### Data provided

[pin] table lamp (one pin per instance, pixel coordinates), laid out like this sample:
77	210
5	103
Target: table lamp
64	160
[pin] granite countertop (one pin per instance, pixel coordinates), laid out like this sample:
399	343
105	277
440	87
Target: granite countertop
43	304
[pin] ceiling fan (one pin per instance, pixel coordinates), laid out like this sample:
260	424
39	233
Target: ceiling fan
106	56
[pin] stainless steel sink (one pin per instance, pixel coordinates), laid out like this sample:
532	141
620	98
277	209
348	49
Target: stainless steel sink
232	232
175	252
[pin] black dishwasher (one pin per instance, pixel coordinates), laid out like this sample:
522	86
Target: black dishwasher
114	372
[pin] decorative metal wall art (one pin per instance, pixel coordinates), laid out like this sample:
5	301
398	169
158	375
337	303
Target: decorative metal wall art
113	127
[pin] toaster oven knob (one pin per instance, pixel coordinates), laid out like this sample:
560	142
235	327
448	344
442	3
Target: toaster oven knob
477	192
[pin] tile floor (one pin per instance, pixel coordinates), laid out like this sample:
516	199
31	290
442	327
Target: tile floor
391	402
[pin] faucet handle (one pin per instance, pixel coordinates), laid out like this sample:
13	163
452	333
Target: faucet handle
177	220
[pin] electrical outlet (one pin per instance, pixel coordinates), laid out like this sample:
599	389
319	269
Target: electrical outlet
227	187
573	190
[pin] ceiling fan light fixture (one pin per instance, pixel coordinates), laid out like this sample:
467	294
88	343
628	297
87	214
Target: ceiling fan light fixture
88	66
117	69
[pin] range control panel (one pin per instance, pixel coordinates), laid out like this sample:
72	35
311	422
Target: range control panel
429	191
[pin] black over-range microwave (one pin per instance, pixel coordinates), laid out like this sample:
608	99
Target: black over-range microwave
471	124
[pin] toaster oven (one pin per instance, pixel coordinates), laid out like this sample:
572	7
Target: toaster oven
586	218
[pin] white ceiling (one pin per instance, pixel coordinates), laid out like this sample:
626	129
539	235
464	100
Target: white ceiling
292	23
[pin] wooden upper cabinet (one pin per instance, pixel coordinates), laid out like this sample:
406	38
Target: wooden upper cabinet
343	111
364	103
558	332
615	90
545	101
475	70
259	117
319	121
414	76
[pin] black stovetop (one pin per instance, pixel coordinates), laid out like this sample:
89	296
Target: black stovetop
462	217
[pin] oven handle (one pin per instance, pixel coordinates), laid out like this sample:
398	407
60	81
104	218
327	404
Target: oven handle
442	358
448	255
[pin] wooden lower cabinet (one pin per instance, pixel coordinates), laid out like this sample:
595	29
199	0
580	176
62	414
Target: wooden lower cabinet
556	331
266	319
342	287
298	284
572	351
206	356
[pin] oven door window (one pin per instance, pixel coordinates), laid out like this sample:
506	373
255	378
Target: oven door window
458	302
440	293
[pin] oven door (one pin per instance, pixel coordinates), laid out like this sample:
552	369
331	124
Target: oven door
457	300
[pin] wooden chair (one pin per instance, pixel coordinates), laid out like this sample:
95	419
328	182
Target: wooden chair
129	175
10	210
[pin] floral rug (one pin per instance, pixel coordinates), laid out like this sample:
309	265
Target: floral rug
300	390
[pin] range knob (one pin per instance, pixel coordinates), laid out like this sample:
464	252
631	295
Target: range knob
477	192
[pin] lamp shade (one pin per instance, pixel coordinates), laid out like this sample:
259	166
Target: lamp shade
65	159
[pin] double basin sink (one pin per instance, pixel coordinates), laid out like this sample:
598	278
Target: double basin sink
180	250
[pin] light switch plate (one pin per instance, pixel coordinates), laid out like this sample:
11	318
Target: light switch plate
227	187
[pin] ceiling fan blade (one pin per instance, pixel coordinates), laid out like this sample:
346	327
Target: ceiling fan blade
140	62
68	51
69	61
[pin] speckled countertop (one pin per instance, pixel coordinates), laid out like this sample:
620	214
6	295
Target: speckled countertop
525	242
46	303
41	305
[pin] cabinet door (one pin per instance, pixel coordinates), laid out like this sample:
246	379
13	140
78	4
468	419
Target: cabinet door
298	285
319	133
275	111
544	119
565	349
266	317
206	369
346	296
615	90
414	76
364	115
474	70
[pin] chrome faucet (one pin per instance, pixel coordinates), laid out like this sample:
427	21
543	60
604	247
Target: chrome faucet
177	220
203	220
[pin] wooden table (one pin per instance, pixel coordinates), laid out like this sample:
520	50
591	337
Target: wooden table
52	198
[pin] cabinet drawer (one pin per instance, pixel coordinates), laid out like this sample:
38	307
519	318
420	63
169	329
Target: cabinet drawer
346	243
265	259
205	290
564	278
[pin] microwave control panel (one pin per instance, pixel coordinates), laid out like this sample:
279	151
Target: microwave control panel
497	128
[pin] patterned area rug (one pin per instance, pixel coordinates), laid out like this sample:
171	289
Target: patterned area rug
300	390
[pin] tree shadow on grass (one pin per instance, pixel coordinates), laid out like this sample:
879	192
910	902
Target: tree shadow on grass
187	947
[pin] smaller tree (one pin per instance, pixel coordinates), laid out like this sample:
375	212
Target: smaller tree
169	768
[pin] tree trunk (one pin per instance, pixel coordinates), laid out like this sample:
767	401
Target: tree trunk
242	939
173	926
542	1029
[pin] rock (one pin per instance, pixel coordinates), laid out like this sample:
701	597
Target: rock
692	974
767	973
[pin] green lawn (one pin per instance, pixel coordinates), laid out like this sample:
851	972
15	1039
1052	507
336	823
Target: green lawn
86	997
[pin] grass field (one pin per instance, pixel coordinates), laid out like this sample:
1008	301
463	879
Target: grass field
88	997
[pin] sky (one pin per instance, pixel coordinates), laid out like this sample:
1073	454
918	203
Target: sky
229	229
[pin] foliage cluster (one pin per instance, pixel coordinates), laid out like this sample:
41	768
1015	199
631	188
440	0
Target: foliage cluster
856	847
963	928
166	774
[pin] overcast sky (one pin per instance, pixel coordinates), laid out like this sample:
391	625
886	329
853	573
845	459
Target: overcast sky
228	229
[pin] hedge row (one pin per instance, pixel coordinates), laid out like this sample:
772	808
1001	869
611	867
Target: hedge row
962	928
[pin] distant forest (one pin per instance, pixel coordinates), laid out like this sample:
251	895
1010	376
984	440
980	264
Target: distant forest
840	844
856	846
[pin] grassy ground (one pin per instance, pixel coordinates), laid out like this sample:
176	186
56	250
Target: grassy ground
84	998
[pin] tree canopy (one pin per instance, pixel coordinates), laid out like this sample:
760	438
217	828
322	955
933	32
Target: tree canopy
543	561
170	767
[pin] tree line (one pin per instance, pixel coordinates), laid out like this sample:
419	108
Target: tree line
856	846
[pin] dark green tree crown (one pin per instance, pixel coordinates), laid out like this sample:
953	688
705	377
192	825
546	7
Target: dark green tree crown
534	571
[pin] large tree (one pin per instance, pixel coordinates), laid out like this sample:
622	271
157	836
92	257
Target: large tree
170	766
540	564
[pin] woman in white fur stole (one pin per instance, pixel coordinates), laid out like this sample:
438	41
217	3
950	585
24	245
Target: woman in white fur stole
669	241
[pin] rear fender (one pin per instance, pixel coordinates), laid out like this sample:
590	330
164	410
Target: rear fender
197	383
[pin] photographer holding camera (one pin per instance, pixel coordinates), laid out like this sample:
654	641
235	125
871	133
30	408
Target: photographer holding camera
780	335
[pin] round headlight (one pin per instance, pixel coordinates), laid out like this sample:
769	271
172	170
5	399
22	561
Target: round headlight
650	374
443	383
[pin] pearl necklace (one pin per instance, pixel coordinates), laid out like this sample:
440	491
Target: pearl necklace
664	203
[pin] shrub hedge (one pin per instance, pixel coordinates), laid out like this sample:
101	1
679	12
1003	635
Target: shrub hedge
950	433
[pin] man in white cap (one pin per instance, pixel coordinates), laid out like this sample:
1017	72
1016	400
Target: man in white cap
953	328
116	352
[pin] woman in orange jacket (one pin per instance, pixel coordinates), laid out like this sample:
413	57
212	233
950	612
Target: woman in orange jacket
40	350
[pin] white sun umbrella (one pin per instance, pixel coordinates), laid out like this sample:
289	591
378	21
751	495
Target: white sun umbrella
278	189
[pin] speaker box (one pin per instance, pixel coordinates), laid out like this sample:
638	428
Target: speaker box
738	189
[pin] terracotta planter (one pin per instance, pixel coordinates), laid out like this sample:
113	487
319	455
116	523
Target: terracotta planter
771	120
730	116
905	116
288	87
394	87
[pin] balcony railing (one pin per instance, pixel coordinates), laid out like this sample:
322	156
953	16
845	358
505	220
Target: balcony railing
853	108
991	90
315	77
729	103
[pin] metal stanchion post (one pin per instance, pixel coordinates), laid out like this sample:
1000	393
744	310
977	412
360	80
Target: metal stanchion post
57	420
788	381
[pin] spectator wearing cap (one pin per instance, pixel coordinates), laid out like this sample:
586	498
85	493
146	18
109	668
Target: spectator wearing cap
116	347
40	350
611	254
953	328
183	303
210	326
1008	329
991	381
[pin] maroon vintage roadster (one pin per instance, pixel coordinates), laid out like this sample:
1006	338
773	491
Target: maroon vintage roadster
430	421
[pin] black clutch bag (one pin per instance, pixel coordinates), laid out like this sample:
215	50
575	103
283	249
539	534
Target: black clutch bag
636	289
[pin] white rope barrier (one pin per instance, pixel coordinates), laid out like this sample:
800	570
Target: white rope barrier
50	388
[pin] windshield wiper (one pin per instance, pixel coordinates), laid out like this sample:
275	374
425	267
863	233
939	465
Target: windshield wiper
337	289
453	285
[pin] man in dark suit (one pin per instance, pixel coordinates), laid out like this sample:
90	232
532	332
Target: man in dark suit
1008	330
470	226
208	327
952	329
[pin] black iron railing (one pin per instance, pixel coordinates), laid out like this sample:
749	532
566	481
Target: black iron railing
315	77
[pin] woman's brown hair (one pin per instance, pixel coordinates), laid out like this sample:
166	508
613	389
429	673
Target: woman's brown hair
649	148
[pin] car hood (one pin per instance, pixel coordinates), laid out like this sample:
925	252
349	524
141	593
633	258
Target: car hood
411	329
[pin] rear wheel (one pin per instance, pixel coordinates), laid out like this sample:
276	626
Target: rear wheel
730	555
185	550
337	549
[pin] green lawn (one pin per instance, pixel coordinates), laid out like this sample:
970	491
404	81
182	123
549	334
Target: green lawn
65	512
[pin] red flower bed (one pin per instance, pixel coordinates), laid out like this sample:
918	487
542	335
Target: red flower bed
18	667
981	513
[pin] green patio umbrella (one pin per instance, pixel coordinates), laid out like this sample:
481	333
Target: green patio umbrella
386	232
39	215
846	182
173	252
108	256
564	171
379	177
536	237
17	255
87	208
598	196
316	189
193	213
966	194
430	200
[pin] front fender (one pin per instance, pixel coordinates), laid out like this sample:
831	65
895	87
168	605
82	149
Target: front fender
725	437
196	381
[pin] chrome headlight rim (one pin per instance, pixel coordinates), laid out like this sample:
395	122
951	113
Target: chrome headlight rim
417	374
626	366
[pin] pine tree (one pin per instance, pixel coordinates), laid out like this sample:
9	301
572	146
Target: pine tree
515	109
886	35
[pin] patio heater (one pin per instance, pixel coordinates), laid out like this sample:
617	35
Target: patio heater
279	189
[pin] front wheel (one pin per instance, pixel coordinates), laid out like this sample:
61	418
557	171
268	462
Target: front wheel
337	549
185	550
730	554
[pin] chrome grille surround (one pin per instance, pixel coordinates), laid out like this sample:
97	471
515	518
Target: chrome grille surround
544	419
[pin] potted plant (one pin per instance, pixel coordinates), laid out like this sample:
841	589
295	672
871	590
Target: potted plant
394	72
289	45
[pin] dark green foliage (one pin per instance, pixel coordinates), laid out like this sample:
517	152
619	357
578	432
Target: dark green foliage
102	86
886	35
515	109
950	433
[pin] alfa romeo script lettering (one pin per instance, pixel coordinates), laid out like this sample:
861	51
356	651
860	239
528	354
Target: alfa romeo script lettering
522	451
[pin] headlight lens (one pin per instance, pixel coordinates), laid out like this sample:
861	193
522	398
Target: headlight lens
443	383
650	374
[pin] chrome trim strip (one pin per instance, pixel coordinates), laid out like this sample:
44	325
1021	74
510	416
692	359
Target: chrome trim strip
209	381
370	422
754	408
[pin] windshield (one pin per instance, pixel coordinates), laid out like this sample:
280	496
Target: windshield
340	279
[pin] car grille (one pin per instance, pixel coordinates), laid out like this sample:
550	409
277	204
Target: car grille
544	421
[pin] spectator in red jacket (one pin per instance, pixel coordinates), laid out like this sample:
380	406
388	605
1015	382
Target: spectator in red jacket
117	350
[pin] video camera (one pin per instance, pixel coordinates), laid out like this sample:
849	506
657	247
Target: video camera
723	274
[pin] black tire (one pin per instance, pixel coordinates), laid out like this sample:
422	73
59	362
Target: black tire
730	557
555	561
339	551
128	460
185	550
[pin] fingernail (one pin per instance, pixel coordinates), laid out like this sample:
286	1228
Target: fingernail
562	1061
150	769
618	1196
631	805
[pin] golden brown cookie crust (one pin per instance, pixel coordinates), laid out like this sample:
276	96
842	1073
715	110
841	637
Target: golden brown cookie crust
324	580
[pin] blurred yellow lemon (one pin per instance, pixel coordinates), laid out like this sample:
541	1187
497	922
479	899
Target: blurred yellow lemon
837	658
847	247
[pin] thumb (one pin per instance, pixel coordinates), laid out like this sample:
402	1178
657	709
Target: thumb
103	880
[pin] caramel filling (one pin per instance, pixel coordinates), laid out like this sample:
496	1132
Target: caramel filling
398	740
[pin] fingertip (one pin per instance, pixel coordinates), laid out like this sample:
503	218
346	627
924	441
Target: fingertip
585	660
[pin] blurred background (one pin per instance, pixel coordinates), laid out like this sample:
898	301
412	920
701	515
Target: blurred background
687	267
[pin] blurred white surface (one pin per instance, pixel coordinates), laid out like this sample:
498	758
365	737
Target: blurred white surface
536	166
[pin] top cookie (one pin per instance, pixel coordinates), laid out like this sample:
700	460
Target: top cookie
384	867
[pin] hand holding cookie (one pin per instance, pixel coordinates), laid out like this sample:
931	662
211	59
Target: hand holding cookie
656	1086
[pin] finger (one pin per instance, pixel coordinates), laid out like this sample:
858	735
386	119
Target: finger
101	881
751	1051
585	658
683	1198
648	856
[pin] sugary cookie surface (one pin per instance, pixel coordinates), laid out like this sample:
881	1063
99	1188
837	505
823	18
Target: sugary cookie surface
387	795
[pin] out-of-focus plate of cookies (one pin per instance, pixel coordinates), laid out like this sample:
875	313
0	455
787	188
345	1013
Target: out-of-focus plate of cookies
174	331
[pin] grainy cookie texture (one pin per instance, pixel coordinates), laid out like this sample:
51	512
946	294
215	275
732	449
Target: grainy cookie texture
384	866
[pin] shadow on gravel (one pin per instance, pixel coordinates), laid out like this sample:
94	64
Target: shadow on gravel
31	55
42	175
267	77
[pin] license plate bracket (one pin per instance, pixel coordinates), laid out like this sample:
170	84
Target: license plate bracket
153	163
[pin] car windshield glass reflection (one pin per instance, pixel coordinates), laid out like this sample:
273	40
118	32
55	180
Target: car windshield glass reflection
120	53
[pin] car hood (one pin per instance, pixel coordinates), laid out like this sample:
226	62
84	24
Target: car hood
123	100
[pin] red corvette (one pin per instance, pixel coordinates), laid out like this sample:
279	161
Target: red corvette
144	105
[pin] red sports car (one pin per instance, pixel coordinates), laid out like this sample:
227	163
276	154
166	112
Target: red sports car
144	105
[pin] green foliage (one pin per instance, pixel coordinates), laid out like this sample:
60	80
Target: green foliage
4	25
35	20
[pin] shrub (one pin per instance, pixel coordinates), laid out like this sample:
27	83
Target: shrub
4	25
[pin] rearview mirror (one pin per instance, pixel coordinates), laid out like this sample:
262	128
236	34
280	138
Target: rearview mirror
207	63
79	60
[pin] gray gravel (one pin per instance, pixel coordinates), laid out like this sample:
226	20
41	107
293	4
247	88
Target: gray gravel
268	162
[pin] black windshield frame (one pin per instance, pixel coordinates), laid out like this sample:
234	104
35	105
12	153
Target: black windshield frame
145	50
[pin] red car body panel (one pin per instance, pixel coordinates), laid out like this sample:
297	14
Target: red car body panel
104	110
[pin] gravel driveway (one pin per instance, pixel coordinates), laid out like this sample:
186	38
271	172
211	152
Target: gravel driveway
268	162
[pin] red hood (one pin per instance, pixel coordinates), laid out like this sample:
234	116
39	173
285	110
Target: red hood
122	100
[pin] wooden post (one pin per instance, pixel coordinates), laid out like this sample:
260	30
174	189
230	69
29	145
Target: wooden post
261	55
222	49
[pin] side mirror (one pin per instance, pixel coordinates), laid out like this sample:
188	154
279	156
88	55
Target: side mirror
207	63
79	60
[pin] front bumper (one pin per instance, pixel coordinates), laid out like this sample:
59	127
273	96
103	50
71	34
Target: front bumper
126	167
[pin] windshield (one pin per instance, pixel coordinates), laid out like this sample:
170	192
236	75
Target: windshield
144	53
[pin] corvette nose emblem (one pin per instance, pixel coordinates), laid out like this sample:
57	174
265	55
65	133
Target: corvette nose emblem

### What you are asked to do
Reproduce exactly the line containing "[pin] gravel driveway" and every line after it through the end of the records above, and nothing else.

### Final result
[pin] gravel driveway (one pin per instance, pixel coordinates), laid out like this sample:
186	38
271	172
211	152
Target: gravel driveway
268	162
[pin] red hood (one pin per instance, pixel coordinates), laid out like this sample:
234	116
39	173
285	110
Target: red hood
122	100
[pin] wooden post (one pin per instance, pixel coordinates), laid out like this sample:
260	30
174	189
230	69
29	145
Target: wooden post
261	55
222	49
[pin] side mirror (one pin per instance, pixel coordinates), laid out like this sample:
188	154
279	156
88	55
Target: side mirror
207	63
79	60
[pin] front bumper (one pin per instance, pixel coordinates), laid out like this sample:
59	127
273	96
103	50
71	34
Target: front bumper
126	167
[pin] windshield (one pin per instance, pixel coordinates), laid out like this sample:
170	192
236	75
Target: windshield
144	53
[pin] corvette nose emblem (one pin per instance, pixel coordinates), laid out like this sample:
57	174
265	55
65	133
Target: corvette nose emblem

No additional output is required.